> REQUIREMENT A: Below, after an article, come the records. Report how many lines of the records contain the string "hillside", giving only the number.

-- START PASSAGE --

How to Add a URL or Link to an Image
Sheenam Middha
Writer
Table of contents
"Add a URL to an image" can mean two different things, and most people want one or the other. Maybe you need a web address that points straight at the image file. Or you want the image itself to be clickable, so tapping it sends someone to another page. Both are free to do.
For the file link, you upload the picture to an image host and copy the direct link it gives you. To make it clickable, you wrap that link in an HTML anchor tag.
That's the core method, and it works almost everywhere — but the exact steps change depending on where you're working, so below I'll cover the main ones too: WordPress, Google Docs, Photoshop, Gmail, and more. Let's start with how to add a URL to an image the universal way, then go platform by platform.
What does it mean to add a URL to an image?

It depends on which result you're after, and the two are easy to mix up.
A direct image URL is the address of the file itself, something like
https://imagetourl.cloud/abc123.jpg. Open it and the raw picture loads, nothing else.A clickable image is a picture that links somewhere. The viewer sees the photo, clicks it, and lands on a page you chose.

-- END PASSAGE --

> REQUIREMENT B: Write the next part of the article on adding a URL to an image, picking up after its last sentence.

-- START PROVIDED DATA --

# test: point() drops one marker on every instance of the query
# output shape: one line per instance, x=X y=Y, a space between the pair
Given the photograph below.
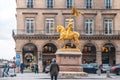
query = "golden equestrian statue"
x=68 y=33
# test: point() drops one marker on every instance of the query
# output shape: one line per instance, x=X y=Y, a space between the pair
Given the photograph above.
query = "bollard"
x=0 y=72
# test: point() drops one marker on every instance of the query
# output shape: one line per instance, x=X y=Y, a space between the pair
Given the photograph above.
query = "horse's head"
x=59 y=28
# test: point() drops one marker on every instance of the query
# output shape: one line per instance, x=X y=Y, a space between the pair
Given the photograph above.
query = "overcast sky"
x=7 y=24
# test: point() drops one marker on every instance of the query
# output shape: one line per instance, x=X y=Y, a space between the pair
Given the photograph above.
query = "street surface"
x=46 y=76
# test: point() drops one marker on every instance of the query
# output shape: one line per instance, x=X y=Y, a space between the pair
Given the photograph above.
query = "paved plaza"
x=46 y=76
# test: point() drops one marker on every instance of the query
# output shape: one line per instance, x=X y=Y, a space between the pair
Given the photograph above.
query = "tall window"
x=108 y=4
x=29 y=3
x=89 y=3
x=30 y=23
x=69 y=3
x=49 y=3
x=67 y=21
x=89 y=26
x=108 y=26
x=49 y=26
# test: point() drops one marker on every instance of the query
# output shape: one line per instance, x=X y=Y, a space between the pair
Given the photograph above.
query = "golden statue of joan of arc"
x=68 y=33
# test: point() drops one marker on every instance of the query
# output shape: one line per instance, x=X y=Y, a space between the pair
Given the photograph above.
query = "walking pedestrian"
x=54 y=69
x=99 y=69
x=36 y=69
x=21 y=68
x=7 y=70
x=4 y=70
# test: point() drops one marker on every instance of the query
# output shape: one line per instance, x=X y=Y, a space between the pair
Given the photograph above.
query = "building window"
x=108 y=26
x=30 y=23
x=29 y=3
x=89 y=26
x=69 y=3
x=49 y=26
x=89 y=4
x=67 y=21
x=49 y=3
x=108 y=4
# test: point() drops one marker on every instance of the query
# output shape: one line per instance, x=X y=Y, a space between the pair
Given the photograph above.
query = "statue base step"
x=72 y=74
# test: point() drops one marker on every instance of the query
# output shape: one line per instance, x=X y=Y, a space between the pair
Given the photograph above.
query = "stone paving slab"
x=44 y=76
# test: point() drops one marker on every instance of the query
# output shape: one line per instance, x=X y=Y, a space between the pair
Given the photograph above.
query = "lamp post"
x=14 y=63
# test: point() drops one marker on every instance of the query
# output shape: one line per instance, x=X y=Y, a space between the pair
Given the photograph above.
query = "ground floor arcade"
x=105 y=53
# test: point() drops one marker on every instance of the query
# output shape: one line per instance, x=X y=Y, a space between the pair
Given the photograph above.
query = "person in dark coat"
x=54 y=70
x=36 y=68
x=21 y=67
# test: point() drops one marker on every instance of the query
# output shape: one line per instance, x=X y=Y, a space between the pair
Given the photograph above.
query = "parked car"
x=90 y=68
x=116 y=69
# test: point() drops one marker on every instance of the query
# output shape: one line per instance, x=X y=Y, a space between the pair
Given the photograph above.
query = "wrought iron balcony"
x=97 y=34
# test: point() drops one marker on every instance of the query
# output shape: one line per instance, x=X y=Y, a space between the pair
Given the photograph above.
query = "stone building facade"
x=36 y=36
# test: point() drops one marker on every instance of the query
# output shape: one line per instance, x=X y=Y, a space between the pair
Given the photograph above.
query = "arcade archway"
x=89 y=53
x=30 y=56
x=108 y=54
x=48 y=52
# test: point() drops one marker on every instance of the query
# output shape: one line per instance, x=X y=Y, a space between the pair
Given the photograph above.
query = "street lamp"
x=14 y=63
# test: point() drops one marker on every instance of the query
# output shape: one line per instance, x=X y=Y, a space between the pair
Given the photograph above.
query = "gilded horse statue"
x=68 y=34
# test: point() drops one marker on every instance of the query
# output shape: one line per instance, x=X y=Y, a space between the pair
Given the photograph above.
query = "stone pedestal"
x=69 y=61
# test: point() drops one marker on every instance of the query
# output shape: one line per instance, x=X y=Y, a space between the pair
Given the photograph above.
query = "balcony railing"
x=54 y=32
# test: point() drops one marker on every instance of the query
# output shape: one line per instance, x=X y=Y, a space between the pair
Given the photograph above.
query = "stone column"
x=98 y=57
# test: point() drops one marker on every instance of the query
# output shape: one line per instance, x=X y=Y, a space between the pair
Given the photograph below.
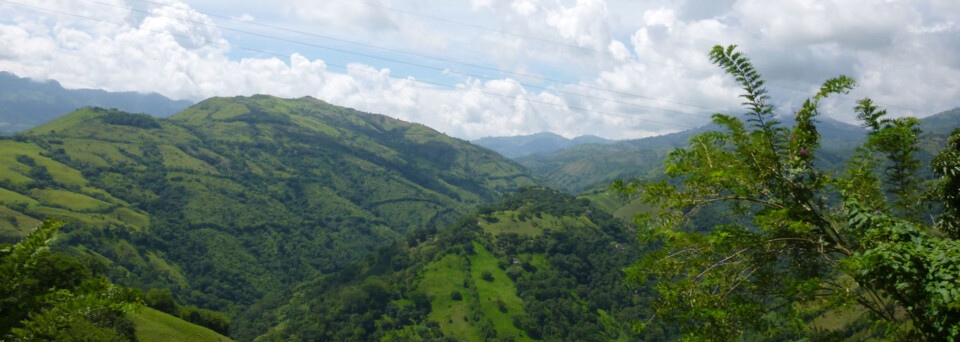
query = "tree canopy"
x=801 y=241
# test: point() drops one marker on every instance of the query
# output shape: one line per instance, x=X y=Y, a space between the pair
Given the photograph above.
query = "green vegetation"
x=237 y=200
x=804 y=242
x=47 y=296
x=474 y=281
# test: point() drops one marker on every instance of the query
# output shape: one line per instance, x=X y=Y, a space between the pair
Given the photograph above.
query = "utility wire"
x=346 y=67
x=393 y=60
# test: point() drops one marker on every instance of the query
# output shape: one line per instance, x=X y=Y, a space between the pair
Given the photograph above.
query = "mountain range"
x=301 y=220
x=26 y=103
x=235 y=200
x=544 y=143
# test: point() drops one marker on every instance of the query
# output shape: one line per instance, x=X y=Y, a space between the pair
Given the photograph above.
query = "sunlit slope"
x=540 y=265
x=236 y=198
x=157 y=326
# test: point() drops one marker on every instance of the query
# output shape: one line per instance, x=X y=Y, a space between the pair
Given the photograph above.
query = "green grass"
x=489 y=292
x=66 y=121
x=174 y=158
x=15 y=171
x=157 y=326
x=14 y=225
x=506 y=223
x=69 y=200
x=440 y=279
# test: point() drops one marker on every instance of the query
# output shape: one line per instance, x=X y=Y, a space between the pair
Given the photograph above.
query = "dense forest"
x=266 y=219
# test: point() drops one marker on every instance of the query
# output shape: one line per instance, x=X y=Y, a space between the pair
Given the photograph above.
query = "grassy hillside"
x=25 y=103
x=540 y=265
x=157 y=326
x=581 y=168
x=236 y=199
x=543 y=143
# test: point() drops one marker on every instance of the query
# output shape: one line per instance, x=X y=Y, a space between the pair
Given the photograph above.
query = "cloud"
x=632 y=68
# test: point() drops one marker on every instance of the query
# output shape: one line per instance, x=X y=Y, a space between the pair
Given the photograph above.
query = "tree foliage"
x=45 y=296
x=803 y=241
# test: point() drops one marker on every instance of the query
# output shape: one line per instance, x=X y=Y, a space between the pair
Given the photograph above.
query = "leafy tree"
x=46 y=296
x=803 y=241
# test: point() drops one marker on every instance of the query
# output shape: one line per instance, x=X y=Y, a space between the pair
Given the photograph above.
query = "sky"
x=620 y=69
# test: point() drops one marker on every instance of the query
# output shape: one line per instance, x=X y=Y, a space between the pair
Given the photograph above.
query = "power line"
x=393 y=60
x=600 y=52
x=564 y=106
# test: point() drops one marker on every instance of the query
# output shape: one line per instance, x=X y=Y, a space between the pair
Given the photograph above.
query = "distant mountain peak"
x=543 y=143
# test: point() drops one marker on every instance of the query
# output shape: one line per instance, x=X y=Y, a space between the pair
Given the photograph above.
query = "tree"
x=45 y=296
x=802 y=241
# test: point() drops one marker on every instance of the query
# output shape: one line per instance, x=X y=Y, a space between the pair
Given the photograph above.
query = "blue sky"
x=474 y=68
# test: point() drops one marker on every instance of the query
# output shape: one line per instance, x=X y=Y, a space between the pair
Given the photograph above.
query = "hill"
x=539 y=265
x=582 y=167
x=26 y=103
x=543 y=143
x=235 y=199
x=157 y=326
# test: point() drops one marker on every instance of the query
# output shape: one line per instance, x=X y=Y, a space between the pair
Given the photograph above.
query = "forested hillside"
x=26 y=103
x=582 y=167
x=235 y=199
x=540 y=265
x=541 y=144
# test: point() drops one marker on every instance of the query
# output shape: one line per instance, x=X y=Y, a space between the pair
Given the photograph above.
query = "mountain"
x=26 y=103
x=941 y=123
x=543 y=143
x=581 y=167
x=235 y=200
x=539 y=265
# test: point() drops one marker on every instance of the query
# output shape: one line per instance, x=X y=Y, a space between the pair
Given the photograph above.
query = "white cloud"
x=635 y=68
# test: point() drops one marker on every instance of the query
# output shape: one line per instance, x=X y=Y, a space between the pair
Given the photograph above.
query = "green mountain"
x=26 y=103
x=583 y=167
x=236 y=199
x=539 y=265
x=543 y=143
x=157 y=326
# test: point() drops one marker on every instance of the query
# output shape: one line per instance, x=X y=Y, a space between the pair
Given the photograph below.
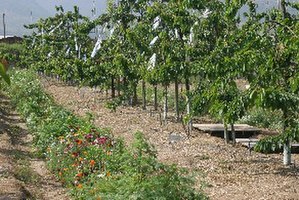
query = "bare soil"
x=226 y=172
x=22 y=174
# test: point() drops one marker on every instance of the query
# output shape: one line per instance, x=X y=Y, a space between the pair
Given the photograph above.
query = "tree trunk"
x=118 y=87
x=135 y=97
x=226 y=135
x=155 y=98
x=165 y=104
x=188 y=108
x=233 y=134
x=112 y=88
x=177 y=112
x=287 y=144
x=287 y=153
x=143 y=95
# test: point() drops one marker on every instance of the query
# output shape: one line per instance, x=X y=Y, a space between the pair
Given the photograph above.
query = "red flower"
x=101 y=140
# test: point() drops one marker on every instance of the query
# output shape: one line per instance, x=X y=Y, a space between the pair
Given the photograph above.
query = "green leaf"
x=3 y=74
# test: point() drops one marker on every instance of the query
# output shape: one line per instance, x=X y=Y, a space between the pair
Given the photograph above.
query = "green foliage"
x=13 y=53
x=90 y=160
x=3 y=74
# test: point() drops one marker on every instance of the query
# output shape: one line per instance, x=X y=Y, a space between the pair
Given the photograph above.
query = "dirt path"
x=22 y=174
x=227 y=172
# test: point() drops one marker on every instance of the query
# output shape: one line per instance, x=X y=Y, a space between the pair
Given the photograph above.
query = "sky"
x=18 y=12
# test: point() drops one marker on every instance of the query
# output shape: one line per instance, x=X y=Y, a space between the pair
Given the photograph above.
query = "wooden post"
x=233 y=134
x=226 y=135
x=177 y=112
x=4 y=25
x=155 y=97
x=143 y=95
x=165 y=104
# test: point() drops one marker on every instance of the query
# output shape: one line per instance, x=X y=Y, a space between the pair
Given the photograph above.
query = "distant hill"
x=18 y=11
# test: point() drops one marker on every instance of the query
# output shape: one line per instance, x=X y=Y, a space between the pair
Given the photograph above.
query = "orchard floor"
x=226 y=172
x=22 y=174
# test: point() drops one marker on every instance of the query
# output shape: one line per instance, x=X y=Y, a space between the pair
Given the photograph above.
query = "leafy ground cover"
x=230 y=172
x=89 y=160
x=23 y=174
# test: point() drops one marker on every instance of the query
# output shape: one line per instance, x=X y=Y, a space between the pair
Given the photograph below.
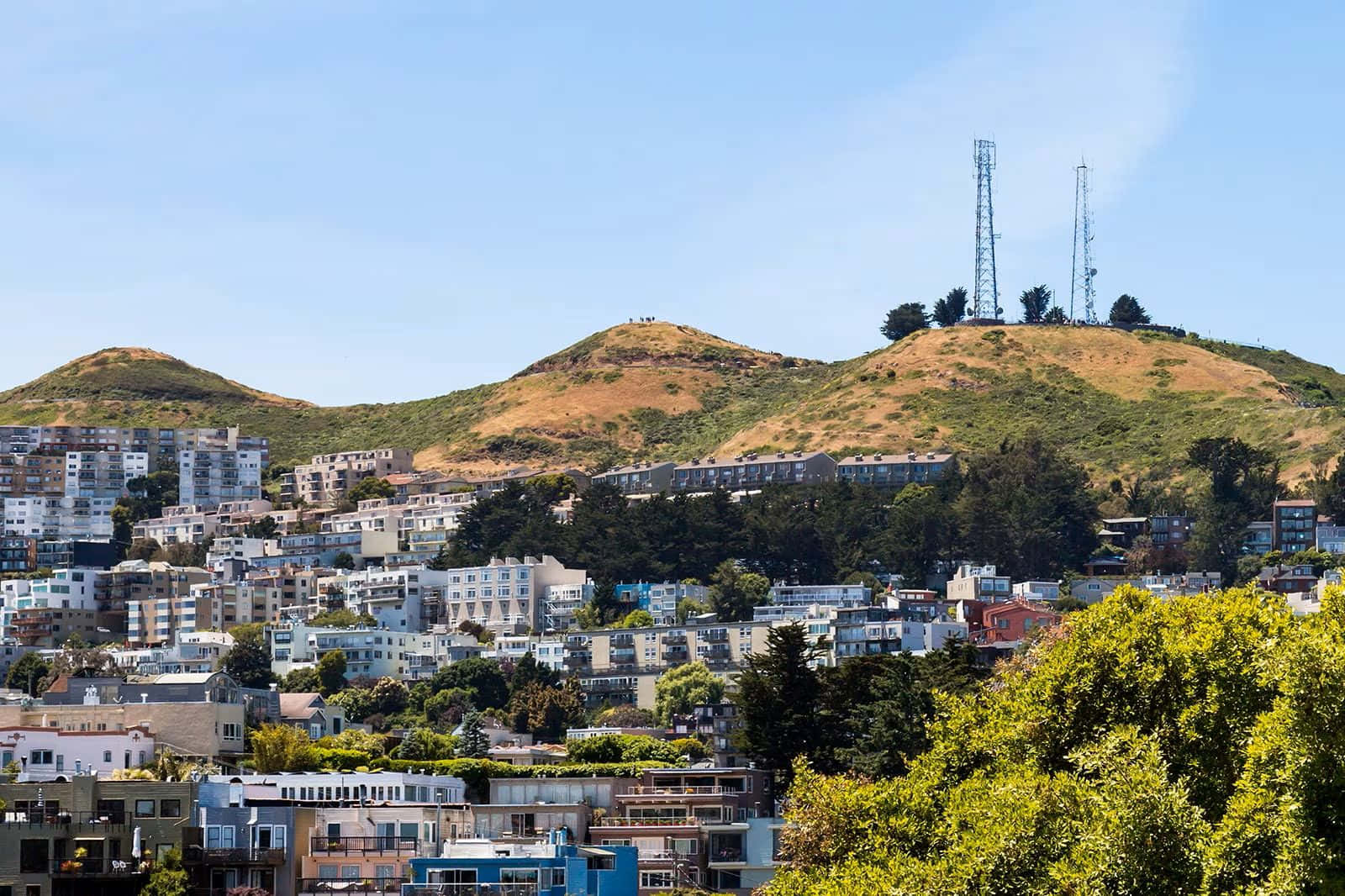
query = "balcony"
x=94 y=868
x=347 y=887
x=470 y=889
x=643 y=821
x=367 y=846
x=242 y=856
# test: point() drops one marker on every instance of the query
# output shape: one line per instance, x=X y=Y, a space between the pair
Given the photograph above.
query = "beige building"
x=330 y=477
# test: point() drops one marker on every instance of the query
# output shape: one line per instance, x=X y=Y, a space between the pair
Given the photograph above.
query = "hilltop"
x=1120 y=401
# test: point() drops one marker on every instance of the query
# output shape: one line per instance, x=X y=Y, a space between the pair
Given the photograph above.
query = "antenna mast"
x=1082 y=268
x=986 y=302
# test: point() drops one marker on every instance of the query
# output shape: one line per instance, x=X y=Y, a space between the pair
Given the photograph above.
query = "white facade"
x=46 y=752
x=103 y=474
x=60 y=519
x=214 y=477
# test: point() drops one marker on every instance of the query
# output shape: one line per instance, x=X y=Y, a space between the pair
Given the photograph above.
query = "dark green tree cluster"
x=1156 y=746
x=865 y=714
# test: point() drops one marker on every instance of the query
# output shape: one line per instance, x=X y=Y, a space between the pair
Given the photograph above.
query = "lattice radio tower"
x=1082 y=269
x=986 y=300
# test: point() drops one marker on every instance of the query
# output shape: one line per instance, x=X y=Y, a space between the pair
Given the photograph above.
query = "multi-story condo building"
x=194 y=714
x=894 y=472
x=1295 y=525
x=753 y=472
x=78 y=835
x=214 y=477
x=159 y=443
x=820 y=595
x=620 y=665
x=639 y=478
x=661 y=599
x=33 y=475
x=60 y=519
x=327 y=478
x=18 y=553
x=692 y=828
x=504 y=595
x=103 y=474
x=978 y=582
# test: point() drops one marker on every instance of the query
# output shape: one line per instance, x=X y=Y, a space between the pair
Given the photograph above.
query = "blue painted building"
x=544 y=868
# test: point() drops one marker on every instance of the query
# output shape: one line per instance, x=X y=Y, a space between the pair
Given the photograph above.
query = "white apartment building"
x=214 y=477
x=103 y=474
x=45 y=752
x=60 y=519
x=504 y=595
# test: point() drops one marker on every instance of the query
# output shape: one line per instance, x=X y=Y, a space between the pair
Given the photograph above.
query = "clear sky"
x=382 y=201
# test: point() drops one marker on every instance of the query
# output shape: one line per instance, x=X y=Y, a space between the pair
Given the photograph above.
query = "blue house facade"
x=544 y=868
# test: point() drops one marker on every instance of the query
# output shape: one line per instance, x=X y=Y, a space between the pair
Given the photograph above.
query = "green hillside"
x=1121 y=401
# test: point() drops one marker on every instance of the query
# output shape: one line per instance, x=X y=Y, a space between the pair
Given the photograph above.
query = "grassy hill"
x=1120 y=401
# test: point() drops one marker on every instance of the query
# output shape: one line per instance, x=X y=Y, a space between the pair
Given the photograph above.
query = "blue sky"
x=382 y=201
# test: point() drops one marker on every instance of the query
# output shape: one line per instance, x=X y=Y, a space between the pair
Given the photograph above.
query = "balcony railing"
x=242 y=856
x=351 y=887
x=94 y=868
x=470 y=889
x=365 y=845
x=642 y=821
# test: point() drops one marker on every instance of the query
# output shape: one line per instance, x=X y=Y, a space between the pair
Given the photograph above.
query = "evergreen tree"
x=778 y=698
x=474 y=743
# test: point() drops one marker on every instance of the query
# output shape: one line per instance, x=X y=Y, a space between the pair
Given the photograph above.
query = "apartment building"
x=661 y=599
x=60 y=519
x=894 y=472
x=549 y=867
x=978 y=582
x=753 y=472
x=194 y=714
x=1295 y=525
x=18 y=553
x=80 y=835
x=620 y=667
x=642 y=478
x=213 y=477
x=33 y=475
x=506 y=595
x=103 y=474
x=327 y=478
x=690 y=828
x=45 y=752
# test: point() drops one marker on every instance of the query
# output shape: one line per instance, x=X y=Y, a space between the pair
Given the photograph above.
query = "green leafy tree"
x=248 y=661
x=300 y=681
x=331 y=672
x=474 y=741
x=167 y=878
x=778 y=700
x=27 y=674
x=952 y=308
x=735 y=593
x=1035 y=300
x=683 y=689
x=1126 y=309
x=277 y=748
x=905 y=320
x=1028 y=509
x=636 y=619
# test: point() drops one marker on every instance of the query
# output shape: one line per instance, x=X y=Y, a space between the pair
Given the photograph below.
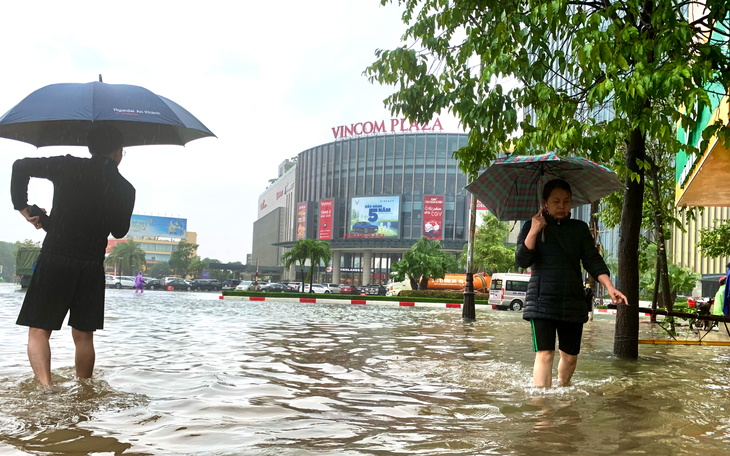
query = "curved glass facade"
x=411 y=165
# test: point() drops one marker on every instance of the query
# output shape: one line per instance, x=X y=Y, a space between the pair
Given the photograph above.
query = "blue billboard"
x=152 y=226
x=374 y=217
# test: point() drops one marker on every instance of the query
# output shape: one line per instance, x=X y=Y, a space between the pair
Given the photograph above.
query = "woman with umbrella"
x=553 y=245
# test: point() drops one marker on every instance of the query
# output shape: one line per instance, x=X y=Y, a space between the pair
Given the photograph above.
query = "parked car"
x=276 y=288
x=124 y=282
x=177 y=284
x=317 y=288
x=153 y=284
x=230 y=284
x=206 y=285
x=245 y=285
x=508 y=291
x=376 y=289
x=364 y=228
x=348 y=289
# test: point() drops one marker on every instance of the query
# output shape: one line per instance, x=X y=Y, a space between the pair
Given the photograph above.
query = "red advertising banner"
x=301 y=220
x=326 y=218
x=433 y=217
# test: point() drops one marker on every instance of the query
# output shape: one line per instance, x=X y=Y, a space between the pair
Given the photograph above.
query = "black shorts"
x=60 y=284
x=569 y=335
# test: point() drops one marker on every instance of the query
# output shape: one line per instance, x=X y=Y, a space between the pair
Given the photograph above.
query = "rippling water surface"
x=186 y=373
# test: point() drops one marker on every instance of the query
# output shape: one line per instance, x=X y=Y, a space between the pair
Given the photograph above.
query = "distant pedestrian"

-- END PROVIDED DATA --

> WRITTEN RESPONSE A: 3

> WRITTEN RESPONSE B:
Most people want the first one first, because you need a hosted address before you can wrap it in a link. If your photo only lives on your phone or laptop, the internet can't reach it — so step one is always getting it online. After that, the rest is one line of HTML. If you want the background, the image URL beginner's guide covers the difference in more depth.
How do you add a URL to an image (get the direct link)?

Upload the file to a free host and copy the link it returns. No signup, no editing software.
Open the image URL generator and drag your file onto the drop zone, or click to browse.
Wait a second or two while it uploads to the CDN.
Copy the direct link that appears. That address is your image's URL.
That link works in a browser, an email, a chat message, or any HTML. It points to the actual JPG, PNG, WebP, GIF, or SVG, so it loads as a real image instead of a webpage with the picture buried inside.
It's also the easiest fix when a form or app asks you to paste an image URL instead of uploading a file — you just drop in the address you copied.
How do you add a URL link to an image and make it clickable?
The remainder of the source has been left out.